(WRITTEN REQUEST)
Please repeat the listing lines, beginning at the line that has "man in black suit -> outline each instance" and stopping after the line that has "M151 421L142 426L142", and swap "black suit" for "navy suit" while leaving everything else unchanged.
-----
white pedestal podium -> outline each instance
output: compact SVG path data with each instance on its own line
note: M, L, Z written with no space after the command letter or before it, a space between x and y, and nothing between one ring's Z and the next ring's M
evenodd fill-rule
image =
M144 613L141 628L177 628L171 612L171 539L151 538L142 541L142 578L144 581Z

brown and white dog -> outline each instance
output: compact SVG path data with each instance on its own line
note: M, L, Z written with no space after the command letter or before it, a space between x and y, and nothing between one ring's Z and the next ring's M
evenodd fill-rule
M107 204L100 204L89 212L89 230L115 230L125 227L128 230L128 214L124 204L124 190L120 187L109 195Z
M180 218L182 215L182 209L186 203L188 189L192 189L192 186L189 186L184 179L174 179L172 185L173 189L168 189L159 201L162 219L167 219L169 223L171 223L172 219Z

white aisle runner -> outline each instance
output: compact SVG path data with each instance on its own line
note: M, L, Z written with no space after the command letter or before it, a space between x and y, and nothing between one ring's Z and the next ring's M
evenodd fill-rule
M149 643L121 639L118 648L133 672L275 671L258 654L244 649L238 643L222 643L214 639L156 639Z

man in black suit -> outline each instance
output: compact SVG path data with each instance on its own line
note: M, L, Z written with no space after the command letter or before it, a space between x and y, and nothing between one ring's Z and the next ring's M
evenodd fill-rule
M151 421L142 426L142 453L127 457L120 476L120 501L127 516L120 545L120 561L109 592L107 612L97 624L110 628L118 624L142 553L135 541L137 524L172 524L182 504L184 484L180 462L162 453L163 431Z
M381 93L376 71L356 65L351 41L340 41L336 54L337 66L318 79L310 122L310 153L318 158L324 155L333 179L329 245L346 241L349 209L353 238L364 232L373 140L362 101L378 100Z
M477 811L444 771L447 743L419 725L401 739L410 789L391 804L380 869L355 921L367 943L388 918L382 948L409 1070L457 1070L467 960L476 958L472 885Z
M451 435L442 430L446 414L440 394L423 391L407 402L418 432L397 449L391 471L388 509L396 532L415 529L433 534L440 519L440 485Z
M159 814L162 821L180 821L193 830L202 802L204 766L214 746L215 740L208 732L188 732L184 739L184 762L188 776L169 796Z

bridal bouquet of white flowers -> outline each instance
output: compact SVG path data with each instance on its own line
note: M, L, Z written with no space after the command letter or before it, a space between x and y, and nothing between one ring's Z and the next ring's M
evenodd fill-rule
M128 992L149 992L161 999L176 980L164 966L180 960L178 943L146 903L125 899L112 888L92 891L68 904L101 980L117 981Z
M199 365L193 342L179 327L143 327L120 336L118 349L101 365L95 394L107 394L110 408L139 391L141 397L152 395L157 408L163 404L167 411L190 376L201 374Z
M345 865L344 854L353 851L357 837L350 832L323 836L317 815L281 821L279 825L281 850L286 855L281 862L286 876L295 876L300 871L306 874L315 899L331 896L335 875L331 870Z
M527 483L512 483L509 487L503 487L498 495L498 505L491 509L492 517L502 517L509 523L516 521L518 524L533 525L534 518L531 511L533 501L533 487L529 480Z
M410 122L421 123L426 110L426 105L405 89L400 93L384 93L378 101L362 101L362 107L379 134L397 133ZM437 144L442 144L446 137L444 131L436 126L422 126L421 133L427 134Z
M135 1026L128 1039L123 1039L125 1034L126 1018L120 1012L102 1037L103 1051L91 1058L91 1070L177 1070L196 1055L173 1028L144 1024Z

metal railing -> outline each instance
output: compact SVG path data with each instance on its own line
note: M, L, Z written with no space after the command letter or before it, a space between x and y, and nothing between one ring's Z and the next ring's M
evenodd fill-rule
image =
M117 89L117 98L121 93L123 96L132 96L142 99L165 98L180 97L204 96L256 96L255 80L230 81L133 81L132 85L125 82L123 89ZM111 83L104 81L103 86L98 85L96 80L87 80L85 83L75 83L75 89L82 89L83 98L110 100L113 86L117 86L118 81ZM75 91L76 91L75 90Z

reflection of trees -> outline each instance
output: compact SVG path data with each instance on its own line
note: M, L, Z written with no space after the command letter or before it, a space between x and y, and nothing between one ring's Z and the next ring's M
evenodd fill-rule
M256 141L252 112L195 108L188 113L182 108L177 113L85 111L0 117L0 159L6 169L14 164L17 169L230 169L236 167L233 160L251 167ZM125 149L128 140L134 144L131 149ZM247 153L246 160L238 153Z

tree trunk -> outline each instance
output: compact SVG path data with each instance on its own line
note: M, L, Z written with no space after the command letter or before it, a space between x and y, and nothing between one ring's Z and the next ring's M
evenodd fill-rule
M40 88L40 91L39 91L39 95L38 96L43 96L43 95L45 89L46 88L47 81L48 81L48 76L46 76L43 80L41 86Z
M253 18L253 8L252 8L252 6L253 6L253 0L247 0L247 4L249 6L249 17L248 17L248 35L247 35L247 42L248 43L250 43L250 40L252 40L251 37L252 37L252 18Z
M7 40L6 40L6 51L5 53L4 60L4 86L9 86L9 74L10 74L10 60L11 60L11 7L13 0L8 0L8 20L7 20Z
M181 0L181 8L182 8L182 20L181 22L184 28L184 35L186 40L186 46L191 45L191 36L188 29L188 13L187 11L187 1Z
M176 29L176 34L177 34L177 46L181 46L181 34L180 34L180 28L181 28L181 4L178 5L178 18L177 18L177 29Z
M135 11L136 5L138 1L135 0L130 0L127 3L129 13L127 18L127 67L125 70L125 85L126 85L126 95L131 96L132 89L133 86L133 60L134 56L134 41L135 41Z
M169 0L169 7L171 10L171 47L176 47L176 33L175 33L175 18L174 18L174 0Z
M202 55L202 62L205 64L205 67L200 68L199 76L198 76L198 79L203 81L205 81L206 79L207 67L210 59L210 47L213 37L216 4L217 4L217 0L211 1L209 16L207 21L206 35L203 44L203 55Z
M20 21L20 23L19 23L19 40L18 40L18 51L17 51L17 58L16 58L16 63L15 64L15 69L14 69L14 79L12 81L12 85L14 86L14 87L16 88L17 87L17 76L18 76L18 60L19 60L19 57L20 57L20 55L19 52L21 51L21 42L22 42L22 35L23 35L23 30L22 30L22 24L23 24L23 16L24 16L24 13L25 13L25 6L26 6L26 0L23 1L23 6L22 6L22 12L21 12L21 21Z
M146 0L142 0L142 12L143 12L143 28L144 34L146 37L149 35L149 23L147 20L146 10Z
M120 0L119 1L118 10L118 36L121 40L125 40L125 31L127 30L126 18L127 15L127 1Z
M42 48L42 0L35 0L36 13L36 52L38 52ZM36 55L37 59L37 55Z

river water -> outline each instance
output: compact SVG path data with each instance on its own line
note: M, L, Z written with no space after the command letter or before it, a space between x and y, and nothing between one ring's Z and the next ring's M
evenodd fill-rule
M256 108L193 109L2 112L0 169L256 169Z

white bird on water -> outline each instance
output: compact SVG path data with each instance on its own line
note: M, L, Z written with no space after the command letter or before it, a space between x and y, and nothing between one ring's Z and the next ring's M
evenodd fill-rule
-----
(EXERCISE RESULT)
man in navy suit -> outline each instance
output: compact SVG path data with each instance on its own line
note: M, L, Z written with no space after the command letter or before it, a space between x and y, and nothing between one ring's Z and the next ring's M
evenodd fill-rule
M151 421L142 426L142 453L127 457L120 476L120 501L127 516L120 545L120 561L109 592L107 612L97 624L110 628L118 624L142 553L135 541L137 524L172 524L182 504L184 484L180 462L162 453L163 431Z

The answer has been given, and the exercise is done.